Another good strategy for building trust is to incorporate sufficient time for reflection during the design process, especially for stakeholders who come from a scientific background. Researchers are accustomed to scientific problems that they investigate in a highly structured, rigorous manner and where decisions are considered thoughtfully in a timely and prioritized way that minimizes surprises. Building design takes on a similar process. A strong project manager understands how to translate the scientific approach to the design approach—where stakeholders can consider multiple options and have time to reflect on which one they think is best—so that it benefits the whole team.

5. Break down silos

A silo mentality can be a serious threat to an R&D facility project’s success because it prevents groups from coming together around a project vision. Focusing on open communication and emphasizing collaboration can prevent problems associated with a silo mentality. Part of this process is being aware of how people share and consume information. For example, millennials are often more willing to share information than older employees who are more familiar and comfortable with a more formal decision-making process. Additionally, some people are visual learners who prefer to read information rather than listen to it.

The project team should be willing to use different methodologies to help users understand the programmatic or design issues being discussed. That may mean bringing in dynamic, technology-driven tools that can be manipulated in real time to visualize hard data and associated ramifications behind different design decisions. For other project team members, it will be more helpful to conduct a hands-on activity, such as cutting out representative shapes for different pieces of equipment and laying them out on an exploded floor plan in different configurations. And for others still, a full-scale mock-up will be the most helpful.

> _INFORMATION SHOWN_
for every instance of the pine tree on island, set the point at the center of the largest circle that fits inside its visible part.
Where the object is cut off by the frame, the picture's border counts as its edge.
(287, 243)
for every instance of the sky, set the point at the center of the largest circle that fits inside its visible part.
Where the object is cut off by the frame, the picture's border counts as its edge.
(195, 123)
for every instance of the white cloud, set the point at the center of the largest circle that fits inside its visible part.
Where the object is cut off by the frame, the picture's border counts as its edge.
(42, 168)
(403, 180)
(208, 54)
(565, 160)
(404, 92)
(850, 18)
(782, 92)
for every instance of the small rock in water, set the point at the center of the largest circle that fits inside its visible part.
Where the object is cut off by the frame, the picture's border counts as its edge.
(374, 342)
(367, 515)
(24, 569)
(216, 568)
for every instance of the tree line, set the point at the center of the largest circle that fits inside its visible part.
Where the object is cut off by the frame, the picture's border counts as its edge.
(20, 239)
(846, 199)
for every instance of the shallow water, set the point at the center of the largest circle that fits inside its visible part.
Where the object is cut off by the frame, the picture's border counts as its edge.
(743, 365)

> _ABOUT THIS EXERCISE_
Please state what the passage on R&D facility design says a silo mentality prevents. The records come from a separate source.

> _WORKED SOLUTION_
It prevents groups from coming together around a project vision.